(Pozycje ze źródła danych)
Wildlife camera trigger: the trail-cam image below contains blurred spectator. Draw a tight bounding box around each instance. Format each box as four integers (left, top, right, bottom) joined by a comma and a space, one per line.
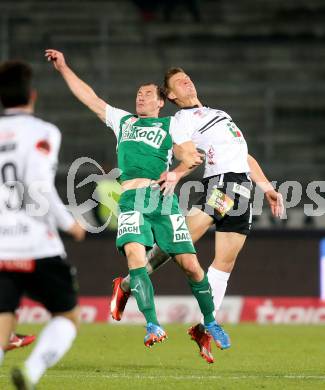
133, 0, 160, 22
161, 0, 201, 22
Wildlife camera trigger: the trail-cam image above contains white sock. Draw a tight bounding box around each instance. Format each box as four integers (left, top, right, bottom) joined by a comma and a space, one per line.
25, 317, 77, 384
207, 266, 230, 311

### Zadanie do wykonania
Czy możesz ułożyć wszystkie powyższe dane w listę numerowaną, pomijając puste wiersze i nie umieszczając w odpowiedzi obrazów?

### Wynik
1. Wildlife camera trigger: the trail-cam image below contains blurred spectator. Draw a tight bounding box around each instance. Format each box as four integers (left, top, right, bottom) joined by a comma and a space, one per line.
2. 133, 0, 160, 22
3. 161, 0, 201, 22
4. Wildlife camera trigger: the trail-cam image above contains white sock. Draw a tight bounding box around each instance. Format each box as four integers (left, top, right, bottom) joined by a comma and a space, one per line.
5. 25, 317, 77, 384
6. 207, 266, 230, 311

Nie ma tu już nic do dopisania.